What the exercise asks
Only the lines starting at the one that contains "Would you kindly locate the blurred" and running to the end should be repeated, exactly as written.

Data
────────────────────────────────────────
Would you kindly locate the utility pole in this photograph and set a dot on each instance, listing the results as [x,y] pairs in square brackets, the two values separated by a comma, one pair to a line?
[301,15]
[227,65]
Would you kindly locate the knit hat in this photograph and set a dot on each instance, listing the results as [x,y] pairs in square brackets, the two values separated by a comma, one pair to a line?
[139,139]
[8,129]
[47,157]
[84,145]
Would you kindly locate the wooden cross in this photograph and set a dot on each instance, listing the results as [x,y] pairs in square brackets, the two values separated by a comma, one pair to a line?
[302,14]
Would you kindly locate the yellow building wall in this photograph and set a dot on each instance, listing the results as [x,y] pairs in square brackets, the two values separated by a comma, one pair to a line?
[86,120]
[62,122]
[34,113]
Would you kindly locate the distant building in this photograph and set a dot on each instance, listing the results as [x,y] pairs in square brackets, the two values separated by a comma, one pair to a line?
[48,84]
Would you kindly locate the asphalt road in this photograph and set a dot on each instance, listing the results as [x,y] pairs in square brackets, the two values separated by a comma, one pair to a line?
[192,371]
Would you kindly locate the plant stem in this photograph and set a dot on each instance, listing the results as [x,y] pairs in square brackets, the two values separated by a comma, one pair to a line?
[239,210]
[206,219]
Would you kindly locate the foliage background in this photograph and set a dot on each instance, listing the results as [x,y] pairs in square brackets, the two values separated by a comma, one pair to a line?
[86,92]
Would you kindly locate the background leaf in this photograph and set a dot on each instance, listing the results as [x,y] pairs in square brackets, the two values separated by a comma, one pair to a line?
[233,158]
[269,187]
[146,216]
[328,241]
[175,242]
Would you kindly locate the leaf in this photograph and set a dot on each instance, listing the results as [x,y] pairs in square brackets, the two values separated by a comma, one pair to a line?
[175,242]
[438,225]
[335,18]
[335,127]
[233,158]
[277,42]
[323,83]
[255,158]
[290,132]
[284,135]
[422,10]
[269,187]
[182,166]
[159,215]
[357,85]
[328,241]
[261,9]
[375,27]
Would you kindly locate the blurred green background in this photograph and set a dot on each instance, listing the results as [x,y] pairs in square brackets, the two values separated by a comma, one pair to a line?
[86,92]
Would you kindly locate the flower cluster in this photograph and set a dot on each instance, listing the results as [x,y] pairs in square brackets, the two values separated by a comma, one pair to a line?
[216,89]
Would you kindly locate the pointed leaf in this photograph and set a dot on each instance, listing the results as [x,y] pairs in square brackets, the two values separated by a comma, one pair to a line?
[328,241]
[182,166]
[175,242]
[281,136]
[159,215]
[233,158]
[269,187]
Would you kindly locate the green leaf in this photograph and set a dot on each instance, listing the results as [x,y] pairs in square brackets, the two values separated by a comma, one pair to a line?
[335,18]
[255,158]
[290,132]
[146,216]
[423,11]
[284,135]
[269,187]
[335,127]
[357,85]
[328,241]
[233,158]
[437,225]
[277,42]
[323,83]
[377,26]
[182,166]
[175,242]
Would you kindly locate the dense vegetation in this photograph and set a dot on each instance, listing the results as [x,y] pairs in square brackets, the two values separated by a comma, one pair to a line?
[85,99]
────────────────────────────────────────
The response
Would you kindly locate the blurred green background in this photograph and set a dot on each instance, listing the results as [x,y] pairs in square brackets, the two values separated by a comma, one pair to a line?
[86,92]
Would you kindly locate the flower cluster in this photograph and set a dot on each instance, listing the results as [x,y] pairs in square brackets, the two values separated by a comma, one pair to a line?
[216,89]
Would you kindly locate the pointed leaf in this photograph and set a dot on each instance, listing the results as [x,y] pairs in square brackets, the two values separated by a comma, one pair to a line?
[328,241]
[182,166]
[175,242]
[281,136]
[159,215]
[233,158]
[269,187]
Would you kindly locate the green leaf in this photograph and set a dot on each instance, listing the results as [x,y] pairs in square brackets, the two values separated by a comma, one pair to a line?
[335,18]
[255,158]
[290,132]
[146,216]
[423,11]
[284,135]
[269,187]
[335,127]
[357,85]
[328,241]
[233,158]
[437,225]
[277,42]
[323,83]
[377,26]
[182,166]
[175,242]
Would you kindly locate the dense vegetation in this photograph and set a dot on each instance, listing the results as [x,y] pairs in square brackets, the two values separated by a comma, one pair to a line?
[85,99]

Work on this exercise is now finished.